*TEXTO FORNECIDO*.
-*-*-

O correio da Deco enche-se de reclamações sobre incongruências e falhas no tempo de consulta. Enquanto não se ultrapassam, a associação tem publicado recomendações para que “o consumidor seja o primeiro a colocar o travão”, prevenindo situações graves. Para além do clássico “se me está a ouvir levante o dedo”, o especialista deve ter em conta um conjunto de requisitos.
“As ajudas são, às vezes, desconhecidas dos consumidores”, lamenta Rita Pinho Rodrigues. Sem compromissos, o paciente deve procurar saber, com dois ou mais orçamentos em mão, os apoios da Segurança Social e a dedução dos gastos no IRS, conseguindo fugir a créditos para não “ficar sem dinheiro e sem ouvir”.
Cliente ou doente? Saúde ou comércio? Fechar a porta a confusões e desinformações acaba por ser, aos olhos dos especialistas, uma tarefa difícil. A informação disponível nos portais online do Serviço Nacional de Saúde (SNS), da Organização Mundial da Saúde (OMS) e de outros organismos pode ser insuficiente.
“Não podemos ter um polícia em cada esquina”, adverte à Renascença a diretora de comunicação e relações institucionais da Deco.
"Não é uma terra sem regulamentação”, mas “tem de haver uma intervenção mais musculada da ERS com sanções que sejam suficientemente persuasivas para evitar que quem esteja a prevaricar não o continue a fazer."

-*-*-

*EXCERTO DOS DADOS*.
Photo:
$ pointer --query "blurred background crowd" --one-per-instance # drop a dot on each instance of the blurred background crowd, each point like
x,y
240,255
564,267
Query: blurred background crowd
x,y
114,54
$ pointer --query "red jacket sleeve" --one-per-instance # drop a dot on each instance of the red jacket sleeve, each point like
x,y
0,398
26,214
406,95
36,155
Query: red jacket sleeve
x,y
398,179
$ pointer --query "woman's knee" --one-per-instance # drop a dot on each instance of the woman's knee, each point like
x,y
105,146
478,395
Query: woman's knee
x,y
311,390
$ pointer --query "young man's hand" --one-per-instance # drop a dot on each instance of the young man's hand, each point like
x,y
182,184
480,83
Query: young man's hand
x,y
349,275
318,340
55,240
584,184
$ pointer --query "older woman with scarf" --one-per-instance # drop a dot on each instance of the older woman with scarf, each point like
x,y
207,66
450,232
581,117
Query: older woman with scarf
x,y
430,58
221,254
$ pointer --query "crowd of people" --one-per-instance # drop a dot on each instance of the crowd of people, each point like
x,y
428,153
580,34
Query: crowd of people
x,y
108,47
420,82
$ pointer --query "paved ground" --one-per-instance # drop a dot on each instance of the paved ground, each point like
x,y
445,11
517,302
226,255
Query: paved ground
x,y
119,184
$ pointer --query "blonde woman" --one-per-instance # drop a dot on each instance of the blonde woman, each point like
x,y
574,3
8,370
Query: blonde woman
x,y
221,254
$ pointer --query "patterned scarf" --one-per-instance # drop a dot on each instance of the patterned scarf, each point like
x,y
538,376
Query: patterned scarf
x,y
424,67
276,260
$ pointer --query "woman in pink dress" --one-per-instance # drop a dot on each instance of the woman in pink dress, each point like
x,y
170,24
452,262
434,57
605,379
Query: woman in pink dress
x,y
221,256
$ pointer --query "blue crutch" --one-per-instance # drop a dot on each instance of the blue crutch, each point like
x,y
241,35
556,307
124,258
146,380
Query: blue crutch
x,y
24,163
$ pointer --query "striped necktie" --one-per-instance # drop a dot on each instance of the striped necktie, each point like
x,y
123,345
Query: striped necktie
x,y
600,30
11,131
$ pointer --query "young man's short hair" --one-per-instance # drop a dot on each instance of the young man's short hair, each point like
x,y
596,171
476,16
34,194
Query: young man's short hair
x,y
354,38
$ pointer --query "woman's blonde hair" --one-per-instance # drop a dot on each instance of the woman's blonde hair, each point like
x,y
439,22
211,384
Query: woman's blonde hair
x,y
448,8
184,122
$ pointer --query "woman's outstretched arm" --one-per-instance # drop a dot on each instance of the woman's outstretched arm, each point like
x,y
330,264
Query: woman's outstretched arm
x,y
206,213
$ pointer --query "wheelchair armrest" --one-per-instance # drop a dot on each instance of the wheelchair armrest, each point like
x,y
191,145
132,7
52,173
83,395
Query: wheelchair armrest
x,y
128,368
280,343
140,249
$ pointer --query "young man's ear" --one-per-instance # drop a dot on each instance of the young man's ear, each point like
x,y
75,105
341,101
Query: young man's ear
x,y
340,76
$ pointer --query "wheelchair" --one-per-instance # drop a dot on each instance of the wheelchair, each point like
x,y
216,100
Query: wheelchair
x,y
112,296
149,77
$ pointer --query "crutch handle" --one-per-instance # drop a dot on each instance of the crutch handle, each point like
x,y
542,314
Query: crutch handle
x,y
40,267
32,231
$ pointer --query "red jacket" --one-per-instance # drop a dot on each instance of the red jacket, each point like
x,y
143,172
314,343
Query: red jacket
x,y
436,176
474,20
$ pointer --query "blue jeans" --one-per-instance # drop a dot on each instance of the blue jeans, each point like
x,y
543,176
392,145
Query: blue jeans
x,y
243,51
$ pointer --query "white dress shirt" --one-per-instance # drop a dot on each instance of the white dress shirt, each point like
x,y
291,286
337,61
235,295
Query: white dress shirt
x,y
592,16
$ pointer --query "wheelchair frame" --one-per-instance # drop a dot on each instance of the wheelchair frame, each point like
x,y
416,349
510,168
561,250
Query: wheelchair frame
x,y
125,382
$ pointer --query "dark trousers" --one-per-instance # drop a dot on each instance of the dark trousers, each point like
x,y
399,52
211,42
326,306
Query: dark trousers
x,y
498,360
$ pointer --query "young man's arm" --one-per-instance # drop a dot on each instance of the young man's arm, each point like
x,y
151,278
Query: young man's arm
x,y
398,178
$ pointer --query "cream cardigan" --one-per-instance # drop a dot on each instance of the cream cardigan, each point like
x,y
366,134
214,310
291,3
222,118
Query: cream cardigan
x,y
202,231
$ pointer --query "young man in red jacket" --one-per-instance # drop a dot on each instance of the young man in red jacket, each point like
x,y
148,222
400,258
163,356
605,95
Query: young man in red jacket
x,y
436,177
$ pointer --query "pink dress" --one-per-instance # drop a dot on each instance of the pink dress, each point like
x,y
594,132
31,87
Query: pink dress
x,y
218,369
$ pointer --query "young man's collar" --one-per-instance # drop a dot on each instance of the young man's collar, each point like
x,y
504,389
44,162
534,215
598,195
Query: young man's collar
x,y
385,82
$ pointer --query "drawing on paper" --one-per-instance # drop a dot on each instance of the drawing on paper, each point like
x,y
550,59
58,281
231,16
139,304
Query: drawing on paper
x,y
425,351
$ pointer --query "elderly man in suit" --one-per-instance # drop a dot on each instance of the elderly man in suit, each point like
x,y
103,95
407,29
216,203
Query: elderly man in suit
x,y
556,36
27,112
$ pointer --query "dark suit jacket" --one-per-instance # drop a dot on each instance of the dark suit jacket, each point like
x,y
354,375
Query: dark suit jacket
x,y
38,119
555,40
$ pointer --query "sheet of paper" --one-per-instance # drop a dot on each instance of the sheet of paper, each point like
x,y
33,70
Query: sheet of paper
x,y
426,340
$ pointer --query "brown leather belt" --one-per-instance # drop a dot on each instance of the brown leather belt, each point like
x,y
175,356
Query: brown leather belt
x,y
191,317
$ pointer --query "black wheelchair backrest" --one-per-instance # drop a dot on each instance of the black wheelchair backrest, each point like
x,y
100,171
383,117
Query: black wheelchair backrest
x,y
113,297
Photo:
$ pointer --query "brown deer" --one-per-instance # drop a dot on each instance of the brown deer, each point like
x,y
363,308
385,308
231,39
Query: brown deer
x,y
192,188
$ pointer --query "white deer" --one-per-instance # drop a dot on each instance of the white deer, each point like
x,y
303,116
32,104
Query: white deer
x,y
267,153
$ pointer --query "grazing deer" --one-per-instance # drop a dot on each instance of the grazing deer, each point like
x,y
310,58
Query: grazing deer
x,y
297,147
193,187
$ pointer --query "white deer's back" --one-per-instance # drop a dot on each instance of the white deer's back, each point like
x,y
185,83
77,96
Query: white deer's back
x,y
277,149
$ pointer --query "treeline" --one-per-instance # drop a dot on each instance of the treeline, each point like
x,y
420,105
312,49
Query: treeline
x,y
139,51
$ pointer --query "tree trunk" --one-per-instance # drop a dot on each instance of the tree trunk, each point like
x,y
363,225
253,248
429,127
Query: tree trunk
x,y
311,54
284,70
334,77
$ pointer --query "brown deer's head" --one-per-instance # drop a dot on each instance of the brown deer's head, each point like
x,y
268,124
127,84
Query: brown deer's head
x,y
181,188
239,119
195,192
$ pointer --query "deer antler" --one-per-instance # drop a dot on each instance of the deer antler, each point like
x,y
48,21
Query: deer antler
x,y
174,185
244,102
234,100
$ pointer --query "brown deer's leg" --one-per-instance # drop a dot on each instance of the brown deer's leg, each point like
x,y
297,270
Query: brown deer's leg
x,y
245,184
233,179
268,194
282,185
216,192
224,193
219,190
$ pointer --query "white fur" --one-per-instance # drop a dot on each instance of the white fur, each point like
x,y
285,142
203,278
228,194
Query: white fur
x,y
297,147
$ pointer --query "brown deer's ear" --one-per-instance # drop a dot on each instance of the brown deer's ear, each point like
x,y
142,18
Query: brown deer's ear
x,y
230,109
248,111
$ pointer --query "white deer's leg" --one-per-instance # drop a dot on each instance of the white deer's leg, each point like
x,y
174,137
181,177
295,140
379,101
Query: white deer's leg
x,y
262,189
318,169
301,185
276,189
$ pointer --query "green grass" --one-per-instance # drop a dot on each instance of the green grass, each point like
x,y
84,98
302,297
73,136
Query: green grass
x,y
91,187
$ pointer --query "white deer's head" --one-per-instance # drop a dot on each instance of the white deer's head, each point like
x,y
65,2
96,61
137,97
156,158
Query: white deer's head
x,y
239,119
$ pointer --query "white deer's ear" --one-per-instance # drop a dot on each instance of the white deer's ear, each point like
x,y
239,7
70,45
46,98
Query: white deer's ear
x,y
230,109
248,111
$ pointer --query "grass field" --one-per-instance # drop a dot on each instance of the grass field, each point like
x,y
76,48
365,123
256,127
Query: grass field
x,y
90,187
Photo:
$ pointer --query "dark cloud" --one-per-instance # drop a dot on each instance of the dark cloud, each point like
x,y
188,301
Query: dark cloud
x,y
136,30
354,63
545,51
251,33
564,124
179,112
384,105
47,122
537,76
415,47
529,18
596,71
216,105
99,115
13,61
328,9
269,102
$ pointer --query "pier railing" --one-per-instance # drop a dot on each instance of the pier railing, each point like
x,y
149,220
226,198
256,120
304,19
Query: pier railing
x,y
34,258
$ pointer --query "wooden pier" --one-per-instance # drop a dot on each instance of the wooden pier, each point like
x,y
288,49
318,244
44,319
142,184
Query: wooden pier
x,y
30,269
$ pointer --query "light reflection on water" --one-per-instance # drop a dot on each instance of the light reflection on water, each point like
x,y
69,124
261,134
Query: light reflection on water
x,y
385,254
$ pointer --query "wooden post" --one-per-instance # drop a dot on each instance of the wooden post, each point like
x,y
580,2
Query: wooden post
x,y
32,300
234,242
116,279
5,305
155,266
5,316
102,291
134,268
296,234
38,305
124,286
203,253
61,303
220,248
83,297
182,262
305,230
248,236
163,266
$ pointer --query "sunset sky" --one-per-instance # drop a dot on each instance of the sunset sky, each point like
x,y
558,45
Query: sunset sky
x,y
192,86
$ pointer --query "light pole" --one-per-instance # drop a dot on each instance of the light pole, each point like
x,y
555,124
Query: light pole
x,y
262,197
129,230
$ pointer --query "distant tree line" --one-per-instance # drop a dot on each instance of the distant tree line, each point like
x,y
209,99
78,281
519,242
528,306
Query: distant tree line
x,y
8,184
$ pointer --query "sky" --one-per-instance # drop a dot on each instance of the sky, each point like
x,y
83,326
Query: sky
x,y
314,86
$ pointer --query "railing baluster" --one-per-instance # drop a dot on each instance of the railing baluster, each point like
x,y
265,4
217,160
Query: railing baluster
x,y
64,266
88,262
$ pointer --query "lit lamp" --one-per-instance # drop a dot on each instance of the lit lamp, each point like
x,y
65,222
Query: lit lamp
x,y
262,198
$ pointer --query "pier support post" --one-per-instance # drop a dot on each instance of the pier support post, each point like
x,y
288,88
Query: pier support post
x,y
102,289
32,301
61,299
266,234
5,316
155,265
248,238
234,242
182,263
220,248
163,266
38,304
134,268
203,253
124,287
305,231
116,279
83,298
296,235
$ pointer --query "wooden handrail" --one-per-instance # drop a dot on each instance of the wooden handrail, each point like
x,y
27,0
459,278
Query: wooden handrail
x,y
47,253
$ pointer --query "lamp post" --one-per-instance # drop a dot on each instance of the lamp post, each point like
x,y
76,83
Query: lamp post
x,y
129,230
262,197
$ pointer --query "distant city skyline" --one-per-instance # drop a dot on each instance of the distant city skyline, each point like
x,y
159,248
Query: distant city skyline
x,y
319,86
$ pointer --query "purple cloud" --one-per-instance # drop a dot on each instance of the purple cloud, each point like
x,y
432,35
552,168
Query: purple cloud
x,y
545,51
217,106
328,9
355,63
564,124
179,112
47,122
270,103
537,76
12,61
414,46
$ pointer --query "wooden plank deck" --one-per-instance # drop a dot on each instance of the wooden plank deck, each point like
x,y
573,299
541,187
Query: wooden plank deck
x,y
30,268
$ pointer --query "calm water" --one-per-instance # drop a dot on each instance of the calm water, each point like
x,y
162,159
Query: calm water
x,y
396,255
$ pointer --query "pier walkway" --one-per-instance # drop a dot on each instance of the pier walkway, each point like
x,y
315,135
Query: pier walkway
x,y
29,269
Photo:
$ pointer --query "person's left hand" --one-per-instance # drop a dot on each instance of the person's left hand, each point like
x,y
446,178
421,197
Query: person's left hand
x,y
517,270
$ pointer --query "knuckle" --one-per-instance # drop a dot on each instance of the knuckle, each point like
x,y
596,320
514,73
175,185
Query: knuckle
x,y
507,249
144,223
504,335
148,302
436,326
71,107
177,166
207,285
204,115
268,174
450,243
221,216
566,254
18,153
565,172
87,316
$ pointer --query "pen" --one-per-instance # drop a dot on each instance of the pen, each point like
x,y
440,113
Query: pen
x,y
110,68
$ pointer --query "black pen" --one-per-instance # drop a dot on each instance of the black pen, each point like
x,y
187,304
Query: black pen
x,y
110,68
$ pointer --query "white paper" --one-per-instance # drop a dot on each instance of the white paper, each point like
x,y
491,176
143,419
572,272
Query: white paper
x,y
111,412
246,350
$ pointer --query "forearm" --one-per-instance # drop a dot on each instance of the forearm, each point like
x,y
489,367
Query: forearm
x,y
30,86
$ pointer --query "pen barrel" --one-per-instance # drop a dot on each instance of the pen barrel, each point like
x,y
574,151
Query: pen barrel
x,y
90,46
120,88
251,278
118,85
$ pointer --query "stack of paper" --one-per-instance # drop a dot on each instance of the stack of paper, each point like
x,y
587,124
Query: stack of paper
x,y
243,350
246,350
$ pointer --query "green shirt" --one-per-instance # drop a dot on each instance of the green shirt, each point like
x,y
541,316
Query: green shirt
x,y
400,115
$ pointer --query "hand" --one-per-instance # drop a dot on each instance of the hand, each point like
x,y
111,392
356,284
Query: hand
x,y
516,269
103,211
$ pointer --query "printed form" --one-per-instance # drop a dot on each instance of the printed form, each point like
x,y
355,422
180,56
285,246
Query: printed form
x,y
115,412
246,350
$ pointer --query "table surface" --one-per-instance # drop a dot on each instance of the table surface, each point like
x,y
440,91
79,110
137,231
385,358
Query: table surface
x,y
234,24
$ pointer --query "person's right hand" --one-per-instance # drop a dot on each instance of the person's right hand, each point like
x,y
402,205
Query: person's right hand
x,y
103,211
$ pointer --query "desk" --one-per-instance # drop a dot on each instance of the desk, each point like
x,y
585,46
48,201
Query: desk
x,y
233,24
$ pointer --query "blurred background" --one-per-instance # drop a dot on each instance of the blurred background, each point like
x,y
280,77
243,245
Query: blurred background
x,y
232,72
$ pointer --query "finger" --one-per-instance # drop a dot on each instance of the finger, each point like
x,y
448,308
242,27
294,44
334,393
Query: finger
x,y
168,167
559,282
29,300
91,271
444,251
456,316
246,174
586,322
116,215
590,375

-*-*-

*EXERCÍCIOS*.
1) Copia o trecho do texto sobre as reclamações à Deco, desde “Cliente ou doente?” até “pode ser insuficiente.”, inclusive.
2) No texto sobre as reclamações à Deco, a que meio de comunicação falou a diretora de comunicação e relações institucionais da Deco?
3) Retoma o texto sobre as reclamações à Deco a partir do ponto em que ele termina.

*AS TUAS RESPOSTAS*.
1)
Cliente ou doente? Saúde ou comércio? Fechar a porta a confusões e desinformações acaba por ser, aos olhos dos especialistas, uma tarefa difícil. A informação disponível nos portais online do Serviço Nacional de Saúde (SNS), da Organização Mundial da Saúde (OMS) e de outros organismos pode ser insuficiente.

2) À Renascença.

3)
A Deco reporta este “desvio de mercado” como uma “falta de honestidade”. Se as entidades “não andarem em cima” destas situações, a consequência é um desrespeito ao consumidor, promovendo ainda a desconsideração e desconfiança no trabalho dos especialistas e nos dispositivos médicos acertados.
“O descrédito ainda é grande e o nosso trabalho enquanto profissionais de saúde é desmontar toda esta história negativa que existe à volta das próteses auditivas para depois começar a trabalhar”, expõe Jorge Humberto Martins.
Hesitantes, alguns doentes têm maus resultados ou ouvem as más experiências da família ou vizinhança e desistem. “Ficam desconfiados de qualquer pessoa que lhes vá falar de aparelhos auditivos”, acrescenta o otorrino Pedro Escada.
“O principal fator de mobilização e decisão para o poder político são as associações como a OUVIR que são parte interessada e lesada ao mesmo tempo”, diz o audiologista Jorge Humberto Martins. “Têm feito um bom trabalho e têm uma quota muito importante no nosso sucesso."
Em conjunto com a comunidade médica, a OUVIR promove a informação da população portadora ou não de deficiência auditiva, encaminhando pacientes desde 2011.
“Como pessoa com deficiência auditiva, temos de defender a nossa causa”, sustenta o presidente António Ricardo Miranda, 45, preparando os “pouco mais de cem sócios” para saber identificar e recorrer aos “profissionais corretos”. “Não é vender por vender."
O preço é a maior preocupação que a associação testemunha, mas o presidente vai relembrando para não meter os olhos no que é mais barato. Mais vale investir, mas sempre à espreita e prestar atenção a indevidas extrapolações de preços. “É como ter um Ferrari dentro do corpo. É uma coisa caríssima e que exige muita manutenção."
“Há muito mais a fazer pela saúde auditiva”, remata o presidente da OUVIR.
“Não nos podemos esquecer de que estamos a falar de saúde”, reforça Rita Pinho Rodrigues. Sem esquecer que estes equipamentos “não são meros acessórios de beleza”, o terapeuta da fala Pedro Brás Silva recorda que ouvir bem é um direito, porque, “na verdade, a saúde auditiva é uma questão de todos”.